**Information provided**:
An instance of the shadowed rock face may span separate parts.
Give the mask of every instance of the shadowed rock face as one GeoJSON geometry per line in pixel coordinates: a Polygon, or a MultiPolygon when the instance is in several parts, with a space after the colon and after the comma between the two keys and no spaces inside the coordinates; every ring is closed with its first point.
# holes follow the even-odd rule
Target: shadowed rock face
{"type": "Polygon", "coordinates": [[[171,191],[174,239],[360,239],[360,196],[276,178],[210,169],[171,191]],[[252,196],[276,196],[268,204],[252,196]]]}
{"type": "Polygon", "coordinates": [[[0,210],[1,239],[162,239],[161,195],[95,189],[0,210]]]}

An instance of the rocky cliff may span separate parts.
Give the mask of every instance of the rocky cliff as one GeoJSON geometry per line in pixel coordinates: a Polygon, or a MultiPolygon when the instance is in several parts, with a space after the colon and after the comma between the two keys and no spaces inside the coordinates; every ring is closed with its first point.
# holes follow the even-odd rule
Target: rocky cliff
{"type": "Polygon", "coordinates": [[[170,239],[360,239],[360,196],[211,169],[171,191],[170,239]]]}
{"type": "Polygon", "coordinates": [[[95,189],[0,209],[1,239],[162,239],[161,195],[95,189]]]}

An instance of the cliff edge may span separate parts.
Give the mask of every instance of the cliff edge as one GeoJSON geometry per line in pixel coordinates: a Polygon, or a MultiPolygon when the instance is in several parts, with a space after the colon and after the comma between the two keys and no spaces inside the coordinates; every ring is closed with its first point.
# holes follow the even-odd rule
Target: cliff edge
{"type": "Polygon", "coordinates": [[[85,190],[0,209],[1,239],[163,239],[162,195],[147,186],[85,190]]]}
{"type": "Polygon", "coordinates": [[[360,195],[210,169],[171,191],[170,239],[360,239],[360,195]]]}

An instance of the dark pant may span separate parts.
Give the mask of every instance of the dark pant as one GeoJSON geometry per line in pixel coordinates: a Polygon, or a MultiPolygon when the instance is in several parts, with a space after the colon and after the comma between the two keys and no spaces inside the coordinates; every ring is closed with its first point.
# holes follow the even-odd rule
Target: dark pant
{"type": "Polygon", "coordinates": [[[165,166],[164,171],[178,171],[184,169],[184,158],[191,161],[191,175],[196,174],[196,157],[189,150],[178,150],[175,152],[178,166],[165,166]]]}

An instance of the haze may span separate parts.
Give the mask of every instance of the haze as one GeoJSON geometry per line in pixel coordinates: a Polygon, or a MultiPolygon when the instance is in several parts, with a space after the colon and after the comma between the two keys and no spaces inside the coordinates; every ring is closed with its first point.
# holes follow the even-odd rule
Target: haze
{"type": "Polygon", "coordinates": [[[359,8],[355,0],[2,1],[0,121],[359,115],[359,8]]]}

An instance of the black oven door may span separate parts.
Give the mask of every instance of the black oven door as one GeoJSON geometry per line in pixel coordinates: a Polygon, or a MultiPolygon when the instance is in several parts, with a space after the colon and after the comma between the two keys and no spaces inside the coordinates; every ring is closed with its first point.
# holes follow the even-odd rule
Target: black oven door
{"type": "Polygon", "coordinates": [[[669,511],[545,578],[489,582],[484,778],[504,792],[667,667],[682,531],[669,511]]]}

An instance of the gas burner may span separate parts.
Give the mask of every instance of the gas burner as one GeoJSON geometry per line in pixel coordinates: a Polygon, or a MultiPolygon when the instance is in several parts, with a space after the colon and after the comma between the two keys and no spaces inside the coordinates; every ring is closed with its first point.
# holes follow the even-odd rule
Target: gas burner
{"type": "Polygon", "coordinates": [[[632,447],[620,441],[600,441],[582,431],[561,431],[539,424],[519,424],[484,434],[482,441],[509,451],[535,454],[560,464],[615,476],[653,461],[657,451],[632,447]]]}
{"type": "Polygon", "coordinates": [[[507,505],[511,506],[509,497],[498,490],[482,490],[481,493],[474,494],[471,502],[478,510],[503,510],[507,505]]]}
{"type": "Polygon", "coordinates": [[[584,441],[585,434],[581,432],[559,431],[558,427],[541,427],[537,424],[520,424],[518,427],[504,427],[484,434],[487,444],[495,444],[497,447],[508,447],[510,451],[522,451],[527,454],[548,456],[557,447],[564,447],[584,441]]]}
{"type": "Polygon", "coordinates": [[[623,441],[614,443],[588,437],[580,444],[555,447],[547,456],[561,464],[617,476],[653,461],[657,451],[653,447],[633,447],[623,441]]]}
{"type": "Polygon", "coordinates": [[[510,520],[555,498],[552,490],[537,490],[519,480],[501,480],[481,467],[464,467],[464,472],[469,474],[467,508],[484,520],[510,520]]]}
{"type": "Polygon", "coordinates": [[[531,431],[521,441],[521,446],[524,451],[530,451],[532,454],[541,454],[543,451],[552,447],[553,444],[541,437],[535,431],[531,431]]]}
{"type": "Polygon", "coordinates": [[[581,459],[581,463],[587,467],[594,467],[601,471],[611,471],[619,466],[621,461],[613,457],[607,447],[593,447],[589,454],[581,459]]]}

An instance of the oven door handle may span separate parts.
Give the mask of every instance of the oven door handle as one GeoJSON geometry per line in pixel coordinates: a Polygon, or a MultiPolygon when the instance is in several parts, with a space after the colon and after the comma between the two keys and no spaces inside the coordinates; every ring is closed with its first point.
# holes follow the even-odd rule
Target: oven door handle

**What you should do**: Reproduce all of the records above line for line, keeping every character unchanged.

**Task answer**:
An instance of the shadowed rock face may span separate parts.
Give the mask of every instance of the shadowed rock face as one GeoJSON geometry per line in pixel coordinates: a Polygon, or a MultiPolygon when the instance is in several parts, with a space after the colon and after the comma between the two keys and no spaces inside the coordinates; every ring is closed with its first point.
# holes follow the even-odd rule
Target: shadowed rock face
{"type": "Polygon", "coordinates": [[[171,191],[174,239],[360,239],[360,196],[276,178],[210,169],[171,191]],[[252,196],[276,196],[268,204],[252,196]]]}
{"type": "Polygon", "coordinates": [[[0,210],[1,239],[162,239],[161,195],[95,189],[0,210]]]}

An instance of the rocky cliff may span separate parts.
Give the mask of every instance of the rocky cliff as one GeoJSON geometry per line in pixel coordinates: a Polygon, or a MultiPolygon when the instance is in several parts, with a space after the colon and after the comma between the two keys and no spaces inside the coordinates; every ring is closed with its first point.
# holes follow the even-odd rule
Target: rocky cliff
{"type": "Polygon", "coordinates": [[[170,239],[360,239],[360,196],[211,169],[171,191],[170,239]]]}
{"type": "Polygon", "coordinates": [[[95,189],[0,209],[1,239],[162,239],[161,195],[95,189]]]}

An instance of the cliff edge may span separate parts.
Give the mask of every instance of the cliff edge as one GeoJSON geometry per line in pixel coordinates: a Polygon, or a MultiPolygon when the instance is in several parts, with a space after the colon and after the comma between the two keys and no spaces inside the coordinates; every ring is closed with its first point.
# holes follow the even-odd rule
Target: cliff edge
{"type": "Polygon", "coordinates": [[[85,190],[0,209],[1,239],[163,239],[162,195],[147,186],[85,190]]]}
{"type": "Polygon", "coordinates": [[[360,195],[210,169],[171,191],[170,239],[360,239],[360,195]]]}

An instance of the dark pant may span separate parts.
Give the mask of every instance of the dark pant as one GeoJSON geometry per line in pixel coordinates: a Polygon, or a MultiPolygon when the instance is in several parts, with a space after the colon and after the comma between the two keys and no spaces inside the coordinates; every ring is closed with its first point.
# holes follow the even-odd rule
Target: dark pant
{"type": "Polygon", "coordinates": [[[165,166],[164,171],[178,171],[184,169],[184,158],[191,161],[191,175],[196,174],[196,157],[189,150],[178,150],[175,152],[178,166],[165,166]]]}

An instance of the haze may span separate parts.
Give the mask of every instance of the haze as one GeoJSON geometry per line in pixel coordinates: a Polygon, or a MultiPolygon when the instance is in several parts, with a space after the colon and after the comma between the two keys and no spaces inside the coordinates; every ring is closed with its first point.
# holes follow the even-odd rule
Target: haze
{"type": "Polygon", "coordinates": [[[359,8],[355,0],[2,1],[0,121],[359,115],[359,8]]]}

An instance of the black oven door may span separate parts.
Give the mask of every instance of the black oven door as one GeoJSON geometry per line in pixel coordinates: a Polygon, or a MultiPolygon when the instance is in several parts, with a space after the colon and after the comma between the two keys and no spaces inside the coordinates; every ring is closed with its first point.
# holes follow the even-odd rule
Target: black oven door
{"type": "Polygon", "coordinates": [[[669,511],[545,578],[489,582],[484,778],[504,792],[667,667],[682,531],[669,511]]]}

An instance of the gas burner may span separate parts.
Give the mask of every instance of the gas burner as one GeoJSON geometry per line in pixel coordinates: a Polygon, or a MultiPolygon when the instance is in several parts, with a space after the colon and after the comma between the two keys and no spaces inside the coordinates; every ring is closed with its first point.
# holes follow the even-odd rule
Target: gas burner
{"type": "Polygon", "coordinates": [[[632,447],[620,441],[600,441],[582,431],[561,431],[539,424],[519,424],[484,434],[482,441],[509,451],[535,454],[560,464],[615,476],[653,461],[657,451],[632,447]]]}
{"type": "Polygon", "coordinates": [[[507,505],[511,506],[509,497],[498,490],[482,490],[481,493],[474,494],[471,502],[478,510],[503,510],[507,505]]]}
{"type": "Polygon", "coordinates": [[[584,441],[585,434],[581,432],[559,431],[558,427],[541,427],[537,424],[520,424],[518,427],[504,427],[484,434],[487,444],[495,444],[497,447],[508,447],[510,451],[522,451],[527,454],[548,456],[557,447],[564,447],[584,441]]]}
{"type": "Polygon", "coordinates": [[[623,441],[614,443],[588,437],[580,444],[555,447],[547,456],[561,464],[617,476],[653,461],[657,451],[653,447],[633,447],[623,441]]]}
{"type": "Polygon", "coordinates": [[[510,520],[555,498],[552,490],[537,490],[519,480],[501,480],[481,467],[464,467],[464,472],[469,474],[467,508],[484,520],[510,520]]]}
{"type": "Polygon", "coordinates": [[[531,431],[521,441],[521,446],[524,451],[530,451],[532,454],[541,454],[543,451],[552,447],[553,444],[541,437],[535,431],[531,431]]]}
{"type": "Polygon", "coordinates": [[[581,459],[581,463],[587,467],[594,467],[601,471],[611,471],[619,466],[621,461],[613,457],[607,447],[593,447],[589,454],[581,459]]]}

An instance of the oven door handle may span separate parts.
Give the mask of every instance of the oven door handle as one GeoJSON geometry per line in pixel coordinates: a Polygon, or a MultiPolygon when the instance is in several parts, with a space after the colon and after the comma between the two keys and no spaces inside the coordinates; every ring is closed with its first point.
# holes follow the even-odd rule
Target: oven door handle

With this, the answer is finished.